▸ TASK REQUIREMENTS:
Pull out, word for word, every line of the items starting at the line that contains "Target: palmate leaf" and continuing through the last line of the items.

▸ EXERCISE INPUTS:
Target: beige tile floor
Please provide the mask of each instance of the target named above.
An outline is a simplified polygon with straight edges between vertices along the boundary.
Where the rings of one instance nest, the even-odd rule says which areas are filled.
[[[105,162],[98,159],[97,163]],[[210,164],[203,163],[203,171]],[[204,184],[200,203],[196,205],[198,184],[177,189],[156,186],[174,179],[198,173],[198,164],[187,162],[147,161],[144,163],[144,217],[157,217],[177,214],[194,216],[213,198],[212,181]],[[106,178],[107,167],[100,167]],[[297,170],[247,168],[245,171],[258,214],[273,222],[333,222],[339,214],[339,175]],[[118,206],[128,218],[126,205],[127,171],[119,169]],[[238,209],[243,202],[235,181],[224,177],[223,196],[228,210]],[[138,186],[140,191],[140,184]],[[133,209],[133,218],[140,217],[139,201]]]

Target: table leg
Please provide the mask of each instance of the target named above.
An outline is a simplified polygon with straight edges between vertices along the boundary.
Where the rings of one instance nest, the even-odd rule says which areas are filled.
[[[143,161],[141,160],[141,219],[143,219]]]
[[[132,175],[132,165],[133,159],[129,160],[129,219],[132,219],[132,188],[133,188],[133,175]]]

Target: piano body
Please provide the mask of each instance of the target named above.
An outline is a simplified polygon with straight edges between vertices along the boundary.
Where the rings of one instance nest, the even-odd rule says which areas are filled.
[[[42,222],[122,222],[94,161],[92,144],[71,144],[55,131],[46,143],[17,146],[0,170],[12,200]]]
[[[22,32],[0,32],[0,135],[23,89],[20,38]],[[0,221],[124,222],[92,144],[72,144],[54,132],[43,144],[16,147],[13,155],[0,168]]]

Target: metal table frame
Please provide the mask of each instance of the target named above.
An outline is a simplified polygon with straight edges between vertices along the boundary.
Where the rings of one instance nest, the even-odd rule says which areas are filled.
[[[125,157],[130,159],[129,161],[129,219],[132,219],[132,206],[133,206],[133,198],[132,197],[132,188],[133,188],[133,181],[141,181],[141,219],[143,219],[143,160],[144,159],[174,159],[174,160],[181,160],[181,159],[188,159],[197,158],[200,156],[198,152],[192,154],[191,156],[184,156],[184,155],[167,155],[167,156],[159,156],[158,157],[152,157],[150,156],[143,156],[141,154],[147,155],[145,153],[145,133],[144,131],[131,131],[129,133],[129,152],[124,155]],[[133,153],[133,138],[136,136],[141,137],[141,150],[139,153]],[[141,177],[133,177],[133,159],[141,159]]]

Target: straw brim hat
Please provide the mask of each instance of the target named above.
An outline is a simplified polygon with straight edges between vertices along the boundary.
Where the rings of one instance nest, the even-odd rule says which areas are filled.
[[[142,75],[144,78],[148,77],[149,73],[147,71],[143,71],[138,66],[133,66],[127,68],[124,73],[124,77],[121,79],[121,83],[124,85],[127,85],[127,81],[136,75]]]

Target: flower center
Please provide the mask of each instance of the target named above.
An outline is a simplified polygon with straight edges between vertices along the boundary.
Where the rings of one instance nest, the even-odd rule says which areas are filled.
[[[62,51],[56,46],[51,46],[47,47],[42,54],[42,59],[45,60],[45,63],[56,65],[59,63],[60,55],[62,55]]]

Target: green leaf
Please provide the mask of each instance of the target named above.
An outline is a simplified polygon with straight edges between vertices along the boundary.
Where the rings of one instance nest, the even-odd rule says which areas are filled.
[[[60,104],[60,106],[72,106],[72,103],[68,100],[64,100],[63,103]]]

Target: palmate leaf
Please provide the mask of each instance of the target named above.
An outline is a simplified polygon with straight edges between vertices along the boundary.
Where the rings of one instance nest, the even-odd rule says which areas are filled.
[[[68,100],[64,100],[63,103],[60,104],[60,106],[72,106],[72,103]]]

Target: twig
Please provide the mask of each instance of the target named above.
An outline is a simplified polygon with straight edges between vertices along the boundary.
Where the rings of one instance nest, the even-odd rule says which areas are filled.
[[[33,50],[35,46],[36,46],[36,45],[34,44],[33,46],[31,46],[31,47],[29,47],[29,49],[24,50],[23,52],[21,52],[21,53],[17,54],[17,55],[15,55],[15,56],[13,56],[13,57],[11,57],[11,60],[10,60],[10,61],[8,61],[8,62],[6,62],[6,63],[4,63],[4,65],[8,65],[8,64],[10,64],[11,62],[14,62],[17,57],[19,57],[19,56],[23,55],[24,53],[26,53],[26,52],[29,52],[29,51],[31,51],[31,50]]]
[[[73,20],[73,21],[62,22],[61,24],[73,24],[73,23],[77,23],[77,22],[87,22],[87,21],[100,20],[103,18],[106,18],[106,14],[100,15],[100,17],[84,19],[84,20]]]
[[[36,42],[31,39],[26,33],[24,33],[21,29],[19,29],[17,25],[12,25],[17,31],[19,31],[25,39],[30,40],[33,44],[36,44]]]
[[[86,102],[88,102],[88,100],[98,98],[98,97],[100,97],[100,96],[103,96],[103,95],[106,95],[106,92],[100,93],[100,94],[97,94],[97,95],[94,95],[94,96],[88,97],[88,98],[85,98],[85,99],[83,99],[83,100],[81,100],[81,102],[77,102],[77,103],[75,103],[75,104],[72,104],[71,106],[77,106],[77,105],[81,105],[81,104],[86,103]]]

▸ ANSWER TO THIS EXERCISE:
Target: palmate leaf
Please provide the mask of each instance of the target named above.
An outline is a simplified polygon with straight edges between vertices along the boundary.
Where the rings of one instance nest, the even-odd rule says which areas are filled.
[[[68,100],[64,100],[63,103],[60,104],[60,106],[72,106],[72,103]]]

Target: twig
Please provide the mask of each instance of the target named above.
An outline is a simplified polygon with straight edges between vertices along the boundary.
Where the rings of one instance nest, the even-odd rule says which areas are filled.
[[[33,50],[35,46],[36,46],[36,45],[34,44],[33,46],[31,46],[31,47],[29,47],[29,49],[24,50],[23,52],[21,52],[21,53],[17,54],[17,55],[15,55],[15,56],[13,56],[13,57],[11,57],[11,60],[10,60],[10,61],[8,61],[8,62],[6,62],[6,63],[4,63],[4,65],[8,65],[8,64],[10,64],[11,62],[14,62],[17,57],[19,57],[19,56],[23,55],[24,53],[26,53],[26,52],[29,52],[29,51],[31,51],[31,50]]]
[[[73,20],[73,21],[62,22],[61,24],[73,24],[73,23],[77,23],[77,22],[87,22],[87,21],[100,20],[103,18],[106,18],[106,14],[100,15],[100,17],[84,19],[84,20]]]
[[[36,42],[31,39],[26,33],[24,33],[21,29],[19,29],[17,25],[12,25],[17,31],[19,31],[25,39],[30,40],[33,44],[36,44]]]
[[[86,102],[88,102],[88,100],[98,98],[98,97],[100,97],[100,96],[103,96],[103,95],[106,95],[106,92],[100,93],[100,94],[97,94],[97,95],[94,95],[94,96],[88,97],[88,98],[85,98],[85,99],[83,99],[83,100],[81,100],[81,102],[77,102],[77,103],[75,103],[75,104],[72,104],[71,106],[77,106],[77,105],[81,105],[81,104],[86,103]]]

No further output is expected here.